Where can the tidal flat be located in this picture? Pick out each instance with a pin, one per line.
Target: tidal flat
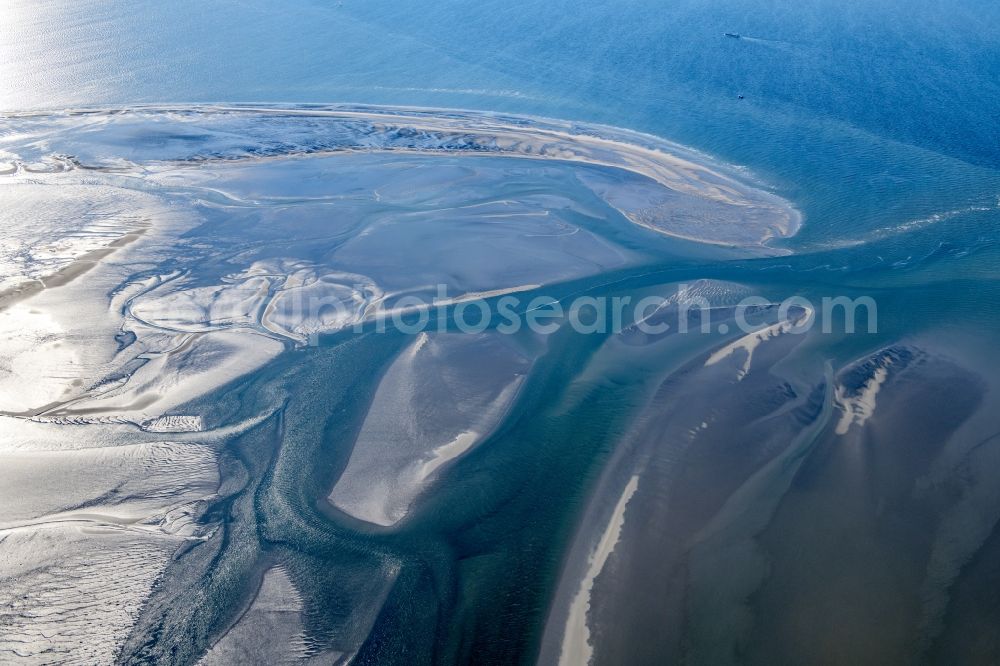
(209, 435)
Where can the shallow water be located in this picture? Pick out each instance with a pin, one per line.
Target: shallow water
(199, 404)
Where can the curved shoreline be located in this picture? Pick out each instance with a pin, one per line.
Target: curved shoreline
(690, 196)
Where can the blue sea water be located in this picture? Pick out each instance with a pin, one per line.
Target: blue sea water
(879, 121)
(869, 116)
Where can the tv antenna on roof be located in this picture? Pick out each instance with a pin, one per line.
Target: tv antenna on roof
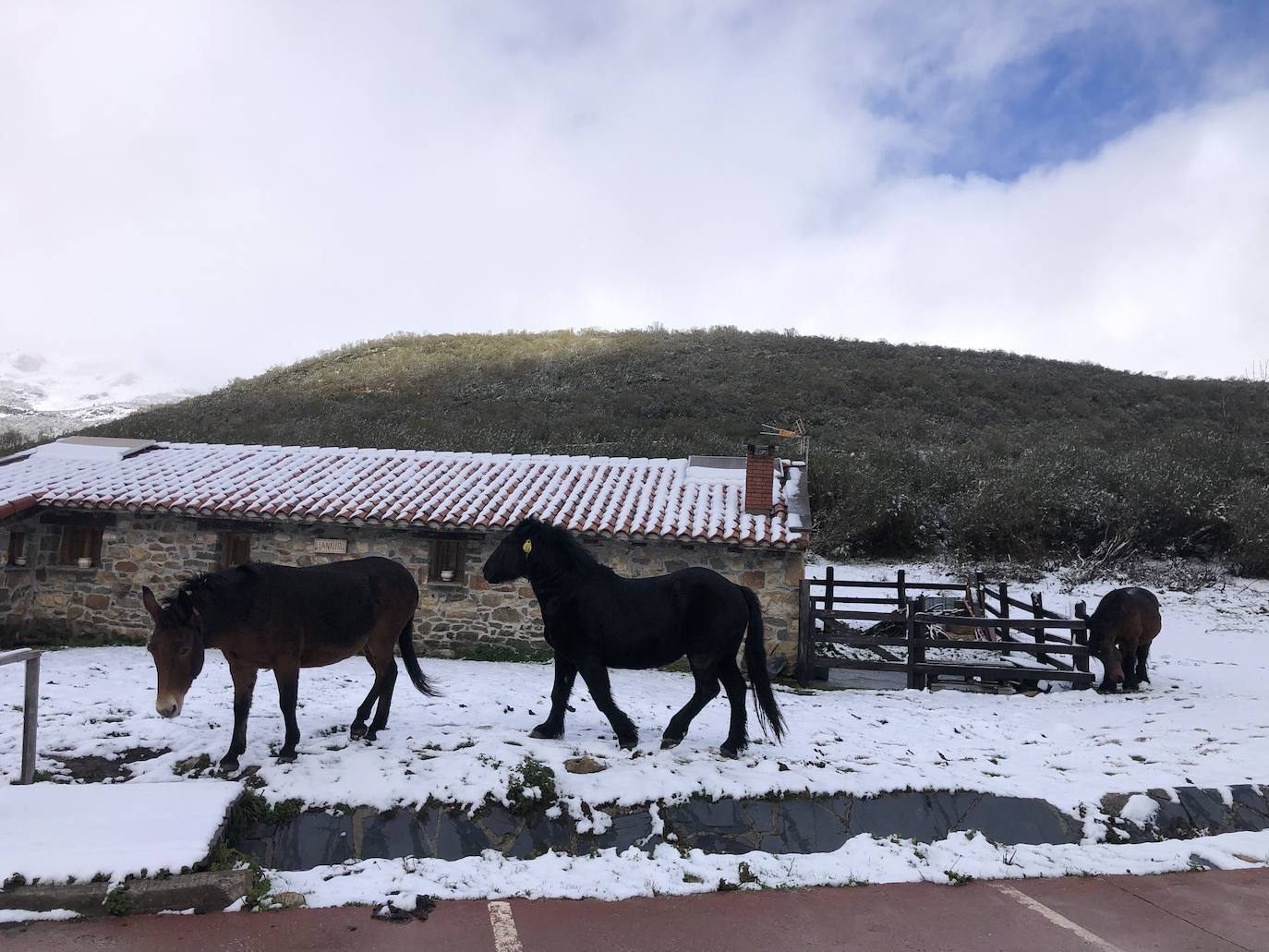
(798, 433)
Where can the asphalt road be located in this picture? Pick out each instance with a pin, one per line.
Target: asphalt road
(1208, 911)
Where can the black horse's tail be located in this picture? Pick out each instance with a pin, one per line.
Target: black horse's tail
(411, 660)
(755, 660)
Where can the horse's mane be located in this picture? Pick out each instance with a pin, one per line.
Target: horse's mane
(569, 552)
(199, 589)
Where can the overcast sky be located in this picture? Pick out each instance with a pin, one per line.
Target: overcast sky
(199, 190)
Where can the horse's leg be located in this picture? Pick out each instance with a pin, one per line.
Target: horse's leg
(244, 684)
(596, 676)
(288, 693)
(1130, 669)
(385, 681)
(733, 683)
(1142, 657)
(358, 728)
(552, 728)
(707, 690)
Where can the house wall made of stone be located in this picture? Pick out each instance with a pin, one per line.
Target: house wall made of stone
(60, 602)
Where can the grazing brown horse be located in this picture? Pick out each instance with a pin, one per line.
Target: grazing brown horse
(277, 617)
(1119, 635)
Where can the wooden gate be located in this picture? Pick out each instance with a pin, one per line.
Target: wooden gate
(900, 620)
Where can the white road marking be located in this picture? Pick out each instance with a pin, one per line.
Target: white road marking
(505, 937)
(1058, 919)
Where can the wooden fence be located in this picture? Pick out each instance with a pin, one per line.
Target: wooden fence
(828, 605)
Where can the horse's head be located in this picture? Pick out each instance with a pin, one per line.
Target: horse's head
(176, 646)
(511, 560)
(1102, 644)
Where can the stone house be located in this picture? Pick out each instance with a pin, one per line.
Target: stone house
(87, 522)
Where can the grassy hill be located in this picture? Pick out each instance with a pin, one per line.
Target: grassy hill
(915, 448)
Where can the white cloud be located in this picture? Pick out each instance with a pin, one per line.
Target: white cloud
(224, 187)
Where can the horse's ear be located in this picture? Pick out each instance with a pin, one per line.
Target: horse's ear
(150, 602)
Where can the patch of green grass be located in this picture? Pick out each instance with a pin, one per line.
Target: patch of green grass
(532, 787)
(118, 901)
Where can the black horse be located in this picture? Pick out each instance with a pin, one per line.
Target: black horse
(278, 617)
(1120, 633)
(596, 620)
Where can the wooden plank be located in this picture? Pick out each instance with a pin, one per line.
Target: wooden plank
(857, 616)
(861, 666)
(30, 720)
(1001, 671)
(865, 641)
(804, 633)
(1024, 623)
(1021, 646)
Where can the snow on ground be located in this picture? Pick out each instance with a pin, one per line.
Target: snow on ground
(862, 860)
(1202, 721)
(53, 832)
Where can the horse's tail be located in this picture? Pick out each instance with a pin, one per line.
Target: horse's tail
(755, 660)
(411, 660)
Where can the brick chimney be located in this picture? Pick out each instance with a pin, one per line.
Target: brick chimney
(759, 476)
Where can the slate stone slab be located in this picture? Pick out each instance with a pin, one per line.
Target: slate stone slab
(454, 836)
(312, 839)
(810, 826)
(626, 830)
(1251, 807)
(539, 834)
(1020, 820)
(920, 815)
(1207, 810)
(391, 836)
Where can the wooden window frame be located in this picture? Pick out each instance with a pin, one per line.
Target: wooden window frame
(17, 548)
(447, 554)
(80, 541)
(231, 544)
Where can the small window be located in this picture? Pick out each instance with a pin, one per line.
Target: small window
(448, 558)
(80, 542)
(236, 548)
(17, 548)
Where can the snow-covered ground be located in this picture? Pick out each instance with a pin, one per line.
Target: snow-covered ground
(1202, 721)
(54, 832)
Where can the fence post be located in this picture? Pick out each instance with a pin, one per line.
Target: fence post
(804, 635)
(30, 718)
(1004, 633)
(1041, 633)
(915, 649)
(1082, 637)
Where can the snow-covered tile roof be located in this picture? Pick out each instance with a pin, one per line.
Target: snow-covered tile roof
(589, 494)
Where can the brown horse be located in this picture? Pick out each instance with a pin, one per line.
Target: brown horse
(1119, 635)
(278, 617)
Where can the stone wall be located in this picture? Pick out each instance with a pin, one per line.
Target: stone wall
(453, 619)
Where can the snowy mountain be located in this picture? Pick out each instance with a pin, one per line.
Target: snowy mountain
(41, 395)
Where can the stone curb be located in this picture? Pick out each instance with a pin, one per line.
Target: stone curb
(794, 824)
(203, 893)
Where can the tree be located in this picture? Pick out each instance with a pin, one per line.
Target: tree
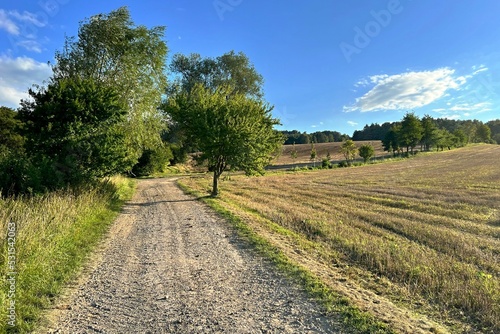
**********
Task to complete — Rewrite the lines starting at "Where can the blue" and ending at "(1208, 911)", replacing each "asphalt road" with "paved road" and keeping everything else unchanged. Leave the pictures out of the output.

Written response —
Where can the blue sea water be located in this picture? Pick out each instance with a pin, one per line.
Target: blue sea water
(879, 121)
(869, 116)
Where can the tv antenna on roof be located in this picture? Pick out each instance with a pin, one per line.
Target: tv antenna on roof
(798, 433)
Where can the paved road be located in this picture? Pick out each instance with a pin, one per line.
Target: paved road
(1208, 911)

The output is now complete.